Work to complete: When you transcribe the records that follow, reproduce each line exactly as given.

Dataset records

■ ■ ■ ■ ■ ■ ■

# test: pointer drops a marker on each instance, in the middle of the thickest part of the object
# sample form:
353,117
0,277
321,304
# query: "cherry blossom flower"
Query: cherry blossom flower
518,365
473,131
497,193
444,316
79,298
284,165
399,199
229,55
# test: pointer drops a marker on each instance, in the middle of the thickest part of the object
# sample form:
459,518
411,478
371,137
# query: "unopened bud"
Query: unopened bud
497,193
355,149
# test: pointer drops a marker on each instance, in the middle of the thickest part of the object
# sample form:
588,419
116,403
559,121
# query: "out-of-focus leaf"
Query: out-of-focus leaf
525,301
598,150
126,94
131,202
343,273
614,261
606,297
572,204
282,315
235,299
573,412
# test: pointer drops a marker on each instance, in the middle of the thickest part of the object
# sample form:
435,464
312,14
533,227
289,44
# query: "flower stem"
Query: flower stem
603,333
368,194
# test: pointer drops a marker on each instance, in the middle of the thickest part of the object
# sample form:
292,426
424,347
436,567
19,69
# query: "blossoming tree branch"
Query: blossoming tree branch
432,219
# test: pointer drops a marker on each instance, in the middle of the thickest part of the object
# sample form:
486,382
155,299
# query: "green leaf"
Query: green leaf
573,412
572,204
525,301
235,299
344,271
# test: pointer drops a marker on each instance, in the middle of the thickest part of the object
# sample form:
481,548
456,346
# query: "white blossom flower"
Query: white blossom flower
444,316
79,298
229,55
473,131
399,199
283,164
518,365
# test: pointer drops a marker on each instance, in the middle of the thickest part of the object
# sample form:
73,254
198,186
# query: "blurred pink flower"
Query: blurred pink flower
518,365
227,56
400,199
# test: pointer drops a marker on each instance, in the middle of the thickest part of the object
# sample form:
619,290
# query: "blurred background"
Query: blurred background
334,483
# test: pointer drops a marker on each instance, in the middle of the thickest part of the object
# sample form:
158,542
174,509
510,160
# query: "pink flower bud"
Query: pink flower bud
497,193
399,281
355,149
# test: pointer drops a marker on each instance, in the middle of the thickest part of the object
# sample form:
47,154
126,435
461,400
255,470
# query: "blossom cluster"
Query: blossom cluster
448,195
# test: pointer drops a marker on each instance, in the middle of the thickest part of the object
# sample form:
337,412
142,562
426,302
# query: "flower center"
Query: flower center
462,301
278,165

■ ■ ■ ■ ■ ■ ■

Expected answer:
# test: pointer drops a marker on each instance, in the middle of the thickest part of the object
# sample form:
353,117
0,277
321,304
# query: "cherry blossom flower"
Query: cherry blossom flower
518,365
473,131
497,193
444,316
79,298
284,165
399,199
229,55
# test: pointer drops a marker on each instance, in the middle of the thickest part of the object
# sample form:
459,518
411,478
371,137
# query: "unopened bud"
Query: unopened bud
497,193
355,149
# test: pointer drops a marker on each instance, in the middle of the thickest part of the object
# sample form:
588,419
116,403
559,121
# query: "out-of-focus leaf"
Query: out-of-focus leaf
525,301
598,150
126,94
131,202
343,273
614,261
606,297
572,204
282,315
235,299
573,412
# test: pointer drops a marker on each instance, in the middle of the thickest part of the object
# sample form:
435,464
312,14
533,227
289,44
# query: "flower stem"
Query: flower stem
603,333
368,194
# test: pointer drops a marker on each instance, in the middle of the thickest part of the object
# sample form:
292,426
424,347
436,567
19,69
# query: "blossoming tree branch"
Query: blossoming tree branch
432,219
# test: pointer drops a marker on each instance, in the middle of the thickest part of the object
# sample form:
486,382
155,299
# query: "green leaf"
Query: green leaf
573,412
572,204
525,301
235,299
344,271
# test: pointer drops a marker on each instance, in the middle of the thickest part of the object
# sample form:
481,548
456,346
# query: "white blossom flower"
Query: white blossom flower
444,316
79,298
229,55
473,131
399,199
283,164
518,365
# test: pointer drops a marker on each instance, in the middle of the thickest part of the object
# sample form:
73,254
198,186
# query: "blurred pink flower"
Query: blurred pink flower
518,365
227,56
400,199
# test: pointer drops a marker on each instance, in the middle of the thickest part of the object
# sample form:
619,290
# query: "blurred background"
Query: blurred background
334,483
# test: pointer drops a marker on each instance, in the middle of the thickest part of the object
# sample form:
158,542
174,509
510,160
# query: "pink flower bud"
Query: pink flower bud
497,193
399,281
355,149
# test: pointer drops a marker on each instance, in the middle of the thickest part of the object
# sample form:
47,154
126,435
461,400
255,470
# query: "blossom cluster"
Query: blossom cluster
448,195
# test: pointer drops a marker on each instance, in the middle of the thickest part of the object
# sample form:
337,412
142,562
426,302
# query: "flower center"
Query: flower center
462,301
278,165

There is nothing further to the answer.